→ What to produce
Render every line of the listing below as a JSON list of strings, one string per line, and omit any blank lines.

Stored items
======

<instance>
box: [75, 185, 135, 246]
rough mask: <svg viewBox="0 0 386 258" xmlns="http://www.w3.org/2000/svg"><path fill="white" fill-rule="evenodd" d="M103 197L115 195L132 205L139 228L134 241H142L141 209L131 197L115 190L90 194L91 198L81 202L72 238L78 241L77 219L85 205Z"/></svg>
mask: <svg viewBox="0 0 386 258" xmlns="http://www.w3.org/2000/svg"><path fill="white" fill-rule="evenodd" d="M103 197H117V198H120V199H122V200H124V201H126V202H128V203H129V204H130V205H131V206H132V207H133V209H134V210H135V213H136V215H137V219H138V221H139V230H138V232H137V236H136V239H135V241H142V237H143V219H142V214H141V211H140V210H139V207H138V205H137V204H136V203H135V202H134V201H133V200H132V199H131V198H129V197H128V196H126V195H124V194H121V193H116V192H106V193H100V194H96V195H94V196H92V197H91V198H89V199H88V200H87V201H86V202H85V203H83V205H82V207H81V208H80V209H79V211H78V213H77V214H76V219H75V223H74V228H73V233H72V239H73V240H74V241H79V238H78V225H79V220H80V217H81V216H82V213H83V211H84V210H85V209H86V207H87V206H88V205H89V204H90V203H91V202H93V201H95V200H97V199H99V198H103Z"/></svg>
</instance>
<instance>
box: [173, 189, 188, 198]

======

→ Expected answer
[
  "<instance>",
  "box: [75, 185, 135, 246]",
  "rough mask: <svg viewBox=\"0 0 386 258\" xmlns=\"http://www.w3.org/2000/svg\"><path fill=\"white\" fill-rule=\"evenodd\" d=\"M103 197L115 195L132 205L139 228L134 241H142L141 209L131 197L115 190L90 194L91 198L81 202L72 238L78 241L77 219L85 205Z\"/></svg>",
  "mask: <svg viewBox=\"0 0 386 258\" xmlns=\"http://www.w3.org/2000/svg\"><path fill=\"white\" fill-rule=\"evenodd\" d=\"M103 197H117V198H120V199H122V200H124V201H126V202H128V203H129V204H130V205H131V206H132V207H133V209H134V210H135V213H136V215H137V219H138V221H139V230H138V232H137V236H136V239H135V241H142V237H143V219H142V214H141V211H140V210H139V207H138V205H137V204H136V203H135V202H134V201H133V200H132V199H131V198H129V197H128V196H126V195H124V194H121V193H116V192H106V193H100V194H96V195H94V196H92V197H91V198H89V199H88V200H87V201H86V202H85V203H83V205H82V207H81V208H80V209H79V211H78V213H77V214H76V219H75V223H74V228H73V233H72V239H73V240H74V241H79V238H78V225H79V220H80V217H81V216H82V213H83V211H84V210H85V209H86V207H87V206H88V205H89V204H90V203H91V202H93V201H95V200H97V199H99V198H103Z\"/></svg>",
  "</instance>",
  "<instance>",
  "box: [173, 189, 188, 198]"
]